__抜粋本文__
=======
宋子徳
1855~清王朝咸豊五年/日本ではペリーの黒船が来た頃)
◎字を耀坤という。山東莱陽県の人。家は裕福であり、宋二爺と呼ばれていた。
◎早くから、長拳、猴拳を学んでいたが、後に姜化龍と出会い、その功徳に惹かれその螳螂拳を学んだ。
幼い頃より学問を修め、かつ長拳の基礎の元に螳螂拳を研鑚したので、拳と理論がはっきりしていた。姜化龍よりその才能を深く認められ、年齢も同じで、趣味志向も似ていたので、義兄弟の契りを結んだ。
◎姜化龍と共に、梁学香の伝えた拳譜を技芸と共に整理して、系統的な螳螂拳譜にまとめあげた。
莱陽、煙台などで道場を設けて教授し、王玉山、崔寿山、宋環亭、紀春亭、姜吉和などの螳螂拳師を育てた。
後に「莱陽三大山二亭」と言われた門人達であり、莱陽三大山の内「王玉山、崔寿山」の二大山は宋子徳門下として知られている。
◎周振東の「煙台螳螂拳史話」によれば、宋は多くの武術家たちから挑戦を受けたが、よく対戦相手を一丈近くも吹っ飛ばしたという。
また或る時、宋が、屋内で友人の気功治療を行なっていたが、ある武術家が試合を申し込みにきた。
しかしそこに置いてある靴の大きさを見て、宋が鉄塔をしのぐような巨人と思い込み、闘志を失い逃げ帰ったという。
靴は無駄な戦いを避けるためわざと置いてあったのだという。ここに前代までの梁学香、姜化龍などとは違ったタイプの現代的な武術家が誕生したのだと思う。
螳螂門にとって大きく発展する改革は、まさに宋子徳によって行なわれたものと言って過言ではない。
逆にいえば、姜化龍の拳は現代に伝わるものより、はるかに泥臭いものだったということだろう。
=======
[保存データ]

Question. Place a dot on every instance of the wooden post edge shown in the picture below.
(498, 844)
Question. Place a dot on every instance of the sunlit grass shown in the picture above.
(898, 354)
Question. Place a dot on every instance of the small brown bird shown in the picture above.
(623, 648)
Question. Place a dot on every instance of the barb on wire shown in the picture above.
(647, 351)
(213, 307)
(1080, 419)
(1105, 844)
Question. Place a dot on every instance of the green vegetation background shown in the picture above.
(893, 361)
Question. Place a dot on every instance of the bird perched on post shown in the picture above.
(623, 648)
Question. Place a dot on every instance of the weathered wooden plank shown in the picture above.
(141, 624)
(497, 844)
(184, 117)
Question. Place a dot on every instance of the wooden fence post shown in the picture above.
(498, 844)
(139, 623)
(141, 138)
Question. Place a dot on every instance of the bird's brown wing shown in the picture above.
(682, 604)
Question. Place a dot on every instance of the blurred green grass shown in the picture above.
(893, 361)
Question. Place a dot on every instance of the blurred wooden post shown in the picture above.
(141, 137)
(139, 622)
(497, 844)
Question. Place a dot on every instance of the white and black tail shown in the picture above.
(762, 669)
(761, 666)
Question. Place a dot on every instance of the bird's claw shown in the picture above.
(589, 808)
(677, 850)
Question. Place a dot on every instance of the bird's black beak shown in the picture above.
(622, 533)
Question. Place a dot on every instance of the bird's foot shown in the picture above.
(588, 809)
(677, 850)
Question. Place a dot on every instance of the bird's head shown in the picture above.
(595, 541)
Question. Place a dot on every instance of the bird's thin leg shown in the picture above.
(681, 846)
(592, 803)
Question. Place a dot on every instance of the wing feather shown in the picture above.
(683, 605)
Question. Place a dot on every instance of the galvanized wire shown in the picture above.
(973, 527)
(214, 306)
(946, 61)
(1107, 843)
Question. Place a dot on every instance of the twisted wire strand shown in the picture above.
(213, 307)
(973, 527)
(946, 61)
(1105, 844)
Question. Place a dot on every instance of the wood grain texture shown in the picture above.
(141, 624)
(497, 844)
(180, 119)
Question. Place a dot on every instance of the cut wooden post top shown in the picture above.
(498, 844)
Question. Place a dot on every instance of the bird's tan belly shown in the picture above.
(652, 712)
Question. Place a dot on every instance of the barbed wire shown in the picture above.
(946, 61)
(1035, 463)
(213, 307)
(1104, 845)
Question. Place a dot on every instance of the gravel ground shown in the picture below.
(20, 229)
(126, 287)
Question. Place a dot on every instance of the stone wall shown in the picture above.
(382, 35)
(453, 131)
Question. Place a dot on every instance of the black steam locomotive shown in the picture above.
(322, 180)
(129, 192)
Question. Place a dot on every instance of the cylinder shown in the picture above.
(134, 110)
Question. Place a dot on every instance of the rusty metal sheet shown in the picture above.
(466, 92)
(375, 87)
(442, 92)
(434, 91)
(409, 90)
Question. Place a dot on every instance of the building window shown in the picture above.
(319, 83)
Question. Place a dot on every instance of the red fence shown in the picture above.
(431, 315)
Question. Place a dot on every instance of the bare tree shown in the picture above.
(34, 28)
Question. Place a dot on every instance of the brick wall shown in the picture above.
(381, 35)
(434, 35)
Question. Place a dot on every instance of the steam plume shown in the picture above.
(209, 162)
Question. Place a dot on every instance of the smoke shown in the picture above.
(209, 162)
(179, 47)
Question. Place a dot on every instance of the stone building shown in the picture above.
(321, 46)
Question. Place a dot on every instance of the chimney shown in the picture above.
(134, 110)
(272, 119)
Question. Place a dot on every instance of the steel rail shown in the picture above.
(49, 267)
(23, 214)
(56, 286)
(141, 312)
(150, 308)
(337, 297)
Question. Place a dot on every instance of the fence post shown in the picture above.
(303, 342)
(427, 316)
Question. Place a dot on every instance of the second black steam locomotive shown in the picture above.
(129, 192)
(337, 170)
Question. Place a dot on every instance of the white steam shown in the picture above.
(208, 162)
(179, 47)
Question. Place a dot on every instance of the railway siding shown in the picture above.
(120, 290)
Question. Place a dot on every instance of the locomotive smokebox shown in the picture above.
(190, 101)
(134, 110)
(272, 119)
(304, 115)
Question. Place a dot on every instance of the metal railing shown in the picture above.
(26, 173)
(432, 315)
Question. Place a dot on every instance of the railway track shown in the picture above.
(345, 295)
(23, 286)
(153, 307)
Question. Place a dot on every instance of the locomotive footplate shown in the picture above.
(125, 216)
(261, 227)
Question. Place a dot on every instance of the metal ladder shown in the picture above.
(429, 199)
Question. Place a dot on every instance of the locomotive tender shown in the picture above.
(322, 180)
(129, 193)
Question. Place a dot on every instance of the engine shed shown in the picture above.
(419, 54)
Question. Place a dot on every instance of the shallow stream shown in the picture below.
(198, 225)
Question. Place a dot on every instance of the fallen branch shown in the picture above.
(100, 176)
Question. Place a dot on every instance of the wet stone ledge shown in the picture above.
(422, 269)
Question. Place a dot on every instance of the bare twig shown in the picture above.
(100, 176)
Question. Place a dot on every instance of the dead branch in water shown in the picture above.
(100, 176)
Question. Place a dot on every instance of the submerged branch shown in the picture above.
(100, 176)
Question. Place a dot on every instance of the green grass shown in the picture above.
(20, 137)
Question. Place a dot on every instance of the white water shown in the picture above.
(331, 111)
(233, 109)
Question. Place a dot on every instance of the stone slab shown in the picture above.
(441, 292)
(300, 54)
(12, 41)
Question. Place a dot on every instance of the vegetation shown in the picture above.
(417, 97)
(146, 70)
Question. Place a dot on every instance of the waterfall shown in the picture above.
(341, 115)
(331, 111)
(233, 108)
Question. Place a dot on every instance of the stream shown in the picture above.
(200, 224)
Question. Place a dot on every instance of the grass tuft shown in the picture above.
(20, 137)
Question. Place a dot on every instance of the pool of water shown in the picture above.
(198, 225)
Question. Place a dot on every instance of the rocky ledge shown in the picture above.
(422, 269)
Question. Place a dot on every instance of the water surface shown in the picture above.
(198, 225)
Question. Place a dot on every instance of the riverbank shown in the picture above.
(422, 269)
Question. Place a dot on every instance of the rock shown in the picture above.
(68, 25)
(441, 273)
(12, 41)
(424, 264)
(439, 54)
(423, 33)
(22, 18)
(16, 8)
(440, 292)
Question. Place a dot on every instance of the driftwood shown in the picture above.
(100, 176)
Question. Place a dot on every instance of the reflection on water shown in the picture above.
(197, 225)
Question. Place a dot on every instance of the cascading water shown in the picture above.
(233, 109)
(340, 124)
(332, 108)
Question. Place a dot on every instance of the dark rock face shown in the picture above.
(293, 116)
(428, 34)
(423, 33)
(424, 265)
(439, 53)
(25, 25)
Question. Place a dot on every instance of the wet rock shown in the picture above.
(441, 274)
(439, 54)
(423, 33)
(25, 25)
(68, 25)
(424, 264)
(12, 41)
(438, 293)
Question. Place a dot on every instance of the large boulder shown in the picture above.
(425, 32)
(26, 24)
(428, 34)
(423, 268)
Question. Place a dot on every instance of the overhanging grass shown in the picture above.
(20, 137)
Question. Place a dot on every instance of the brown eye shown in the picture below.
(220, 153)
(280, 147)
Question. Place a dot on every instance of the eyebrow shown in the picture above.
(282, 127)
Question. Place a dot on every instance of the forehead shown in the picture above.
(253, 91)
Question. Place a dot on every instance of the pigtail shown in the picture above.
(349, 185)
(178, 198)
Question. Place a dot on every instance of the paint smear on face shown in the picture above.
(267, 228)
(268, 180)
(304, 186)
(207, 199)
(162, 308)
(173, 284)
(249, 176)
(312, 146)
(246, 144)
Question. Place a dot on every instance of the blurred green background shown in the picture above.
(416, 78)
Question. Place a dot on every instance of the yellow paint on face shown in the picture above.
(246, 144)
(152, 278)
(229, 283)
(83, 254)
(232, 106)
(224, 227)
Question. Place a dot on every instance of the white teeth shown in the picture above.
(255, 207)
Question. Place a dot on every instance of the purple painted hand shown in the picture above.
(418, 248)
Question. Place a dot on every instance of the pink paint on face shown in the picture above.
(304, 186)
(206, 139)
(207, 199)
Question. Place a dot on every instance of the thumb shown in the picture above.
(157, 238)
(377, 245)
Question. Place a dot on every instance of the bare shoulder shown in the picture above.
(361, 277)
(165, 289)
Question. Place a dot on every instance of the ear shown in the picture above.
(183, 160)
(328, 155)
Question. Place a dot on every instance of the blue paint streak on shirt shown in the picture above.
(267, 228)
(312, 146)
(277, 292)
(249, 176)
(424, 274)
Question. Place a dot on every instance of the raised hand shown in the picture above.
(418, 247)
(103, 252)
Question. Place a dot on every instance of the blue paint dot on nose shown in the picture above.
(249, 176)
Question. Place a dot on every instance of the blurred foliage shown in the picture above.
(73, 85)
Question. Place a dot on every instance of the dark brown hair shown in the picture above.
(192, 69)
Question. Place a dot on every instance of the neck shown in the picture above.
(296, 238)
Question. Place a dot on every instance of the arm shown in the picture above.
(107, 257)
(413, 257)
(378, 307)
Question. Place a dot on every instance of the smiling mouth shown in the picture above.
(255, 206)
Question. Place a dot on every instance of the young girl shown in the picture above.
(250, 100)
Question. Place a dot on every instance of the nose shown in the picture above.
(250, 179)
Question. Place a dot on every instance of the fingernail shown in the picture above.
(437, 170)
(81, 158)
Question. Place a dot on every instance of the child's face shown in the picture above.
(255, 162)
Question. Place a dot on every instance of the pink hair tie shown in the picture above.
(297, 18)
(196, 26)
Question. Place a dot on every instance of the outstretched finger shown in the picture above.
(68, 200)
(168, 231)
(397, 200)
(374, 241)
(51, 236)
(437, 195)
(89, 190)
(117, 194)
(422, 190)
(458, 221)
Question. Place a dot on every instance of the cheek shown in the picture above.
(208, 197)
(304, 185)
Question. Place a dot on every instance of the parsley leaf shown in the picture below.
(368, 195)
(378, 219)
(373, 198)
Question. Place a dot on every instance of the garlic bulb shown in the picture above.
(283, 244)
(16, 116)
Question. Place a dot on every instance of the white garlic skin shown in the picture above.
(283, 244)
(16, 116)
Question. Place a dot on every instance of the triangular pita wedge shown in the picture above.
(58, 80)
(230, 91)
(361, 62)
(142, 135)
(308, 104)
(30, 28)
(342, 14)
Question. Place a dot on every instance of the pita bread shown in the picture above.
=======
__資料の検討__
1 > 上の宋子徳についての文章によると、宋子徳は姜化龍とどのような契りを結んだか。
2 > 宋子徳についての文章のうち、「幼い頃より学問を修め、かつ長」から「武術家が誕生したのだと思う。」までの部分を一字も変えずに書き写せ。

__課題別の解答__
1 > 義兄弟の契りを結んだ。

2 >
幼い頃より学問を修め、かつ長拳の基礎の元に螳螂拳を研鑚したので、拳と理論がはっきりしていた。姜化龍よりその才能を深く認められ、年齢も同じで、趣味志向も似ていたので、義兄弟の契りを結んだ。
◎姜化龍と共に、梁学香の伝えた拳譜を技芸と共に整理して、系統的な螳螂拳譜にまとめあげた。
莱陽、煙台などで道場を設けて教授し、王玉山、崔寿山、宋環亭、紀春亭、姜吉和などの螳螂拳師を育てた。
後に「莱陽三大山二亭」と言われた門人達であり、莱陽三大山の内「王玉山、崔寿山」の二大山は宋子徳門下として知られている。
◎周振東の「煙台螳螂拳史話」によれば、宋は多くの武術家たちから挑戦を受けたが、よく対戦相手を一丈近くも吹っ飛ばしたという。
また或る時、宋が、屋内で友人の気功治療を行なっていたが、ある武術家が試合を申し込みにきた。
しかしそこに置いてある靴の大きさを見て、宋が鉄塔をしのぐような巨人と思い込み、闘志を失い逃げ帰ったという。
靴は無駄な戦いを避けるためわざと置いてあったのだという。ここに前代までの梁学香、姜化龍などとは違ったタイプの現代的な武術家が誕生したのだと思う。